DATASET EXCERPTS —
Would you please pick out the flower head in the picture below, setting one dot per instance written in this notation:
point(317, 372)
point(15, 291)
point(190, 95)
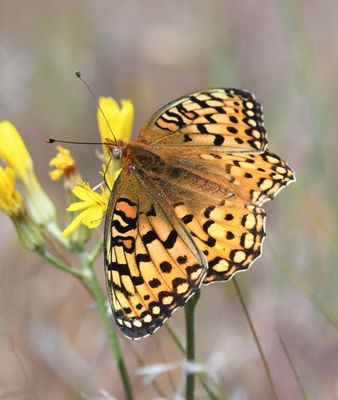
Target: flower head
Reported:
point(12, 204)
point(92, 207)
point(14, 153)
point(64, 166)
point(10, 199)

WHAT IS REQUIRED — Write the records out once more, exactly as they appear, with no pictures.

CORRECT ANSWER —
Would you please pick out the flower head in the picture below, setting one dot per instance written in this notation:
point(317, 372)
point(15, 291)
point(190, 95)
Target: flower head
Reported:
point(12, 204)
point(92, 207)
point(14, 153)
point(64, 166)
point(10, 199)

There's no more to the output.